## WHAT TO WORK ON
Which lines in the records below contain the word "bumper"? Copy each one.

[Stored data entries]
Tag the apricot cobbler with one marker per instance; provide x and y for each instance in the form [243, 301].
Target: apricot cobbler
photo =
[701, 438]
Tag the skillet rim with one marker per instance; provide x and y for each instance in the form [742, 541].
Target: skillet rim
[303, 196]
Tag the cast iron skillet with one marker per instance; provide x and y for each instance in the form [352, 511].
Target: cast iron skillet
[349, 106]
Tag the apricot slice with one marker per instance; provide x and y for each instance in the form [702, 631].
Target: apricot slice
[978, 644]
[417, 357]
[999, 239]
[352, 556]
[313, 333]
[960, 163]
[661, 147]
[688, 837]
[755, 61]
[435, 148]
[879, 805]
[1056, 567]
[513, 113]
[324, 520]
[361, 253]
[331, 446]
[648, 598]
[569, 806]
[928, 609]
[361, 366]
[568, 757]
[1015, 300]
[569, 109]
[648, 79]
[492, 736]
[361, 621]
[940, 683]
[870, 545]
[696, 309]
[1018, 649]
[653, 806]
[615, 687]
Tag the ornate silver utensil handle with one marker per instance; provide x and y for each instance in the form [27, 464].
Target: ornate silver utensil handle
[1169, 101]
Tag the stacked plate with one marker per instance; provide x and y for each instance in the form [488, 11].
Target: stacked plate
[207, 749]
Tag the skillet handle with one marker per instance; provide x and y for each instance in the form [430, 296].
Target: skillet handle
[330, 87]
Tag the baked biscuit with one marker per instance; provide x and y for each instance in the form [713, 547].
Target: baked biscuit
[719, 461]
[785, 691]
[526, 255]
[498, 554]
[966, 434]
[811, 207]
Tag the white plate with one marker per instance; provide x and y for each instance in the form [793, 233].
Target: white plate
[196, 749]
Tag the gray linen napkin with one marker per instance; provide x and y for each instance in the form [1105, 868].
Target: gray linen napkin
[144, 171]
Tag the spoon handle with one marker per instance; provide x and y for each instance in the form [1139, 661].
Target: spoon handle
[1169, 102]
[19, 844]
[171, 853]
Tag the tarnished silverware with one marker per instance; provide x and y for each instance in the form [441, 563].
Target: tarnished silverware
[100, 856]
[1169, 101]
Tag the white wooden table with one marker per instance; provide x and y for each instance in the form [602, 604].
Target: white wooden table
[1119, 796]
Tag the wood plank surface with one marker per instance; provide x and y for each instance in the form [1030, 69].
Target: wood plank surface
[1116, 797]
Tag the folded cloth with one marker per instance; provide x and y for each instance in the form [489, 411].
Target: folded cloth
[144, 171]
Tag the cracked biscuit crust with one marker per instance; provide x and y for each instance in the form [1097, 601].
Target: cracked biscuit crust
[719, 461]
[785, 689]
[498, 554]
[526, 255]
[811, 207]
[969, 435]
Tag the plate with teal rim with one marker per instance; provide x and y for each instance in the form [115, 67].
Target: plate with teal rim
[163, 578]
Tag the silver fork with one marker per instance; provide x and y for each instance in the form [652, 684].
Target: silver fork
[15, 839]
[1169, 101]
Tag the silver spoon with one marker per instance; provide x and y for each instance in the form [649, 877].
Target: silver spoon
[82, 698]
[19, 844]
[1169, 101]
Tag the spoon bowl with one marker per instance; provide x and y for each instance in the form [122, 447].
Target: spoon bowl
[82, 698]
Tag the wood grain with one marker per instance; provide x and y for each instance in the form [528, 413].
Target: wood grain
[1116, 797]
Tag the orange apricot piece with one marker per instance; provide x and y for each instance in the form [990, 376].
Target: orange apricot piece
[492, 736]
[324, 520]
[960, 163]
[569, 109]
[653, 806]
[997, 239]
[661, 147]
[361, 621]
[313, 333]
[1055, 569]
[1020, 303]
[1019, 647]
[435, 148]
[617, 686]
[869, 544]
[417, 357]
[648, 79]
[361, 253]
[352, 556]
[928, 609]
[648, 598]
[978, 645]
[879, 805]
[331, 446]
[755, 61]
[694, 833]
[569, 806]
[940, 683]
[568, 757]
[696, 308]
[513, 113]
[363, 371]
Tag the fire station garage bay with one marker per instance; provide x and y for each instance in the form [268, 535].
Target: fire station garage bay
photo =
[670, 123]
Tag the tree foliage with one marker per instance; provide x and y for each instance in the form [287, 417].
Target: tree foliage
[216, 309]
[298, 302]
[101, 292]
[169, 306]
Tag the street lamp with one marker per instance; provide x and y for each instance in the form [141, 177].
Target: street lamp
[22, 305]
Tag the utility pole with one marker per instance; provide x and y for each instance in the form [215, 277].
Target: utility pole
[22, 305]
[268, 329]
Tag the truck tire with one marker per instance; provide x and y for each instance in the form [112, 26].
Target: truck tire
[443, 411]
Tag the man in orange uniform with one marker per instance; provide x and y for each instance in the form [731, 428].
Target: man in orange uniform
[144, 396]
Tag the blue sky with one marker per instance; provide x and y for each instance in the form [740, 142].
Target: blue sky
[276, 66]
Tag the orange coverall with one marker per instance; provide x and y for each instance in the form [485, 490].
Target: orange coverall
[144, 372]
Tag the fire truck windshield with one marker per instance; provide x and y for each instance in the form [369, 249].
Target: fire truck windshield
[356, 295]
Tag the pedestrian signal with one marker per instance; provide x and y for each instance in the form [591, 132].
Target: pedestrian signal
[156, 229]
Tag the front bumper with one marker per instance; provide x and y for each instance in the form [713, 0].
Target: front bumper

## TASK RESULT
Tag the front bumper with one marker per instance; provide x and y for each instance in the form [713, 0].
Target: front bumper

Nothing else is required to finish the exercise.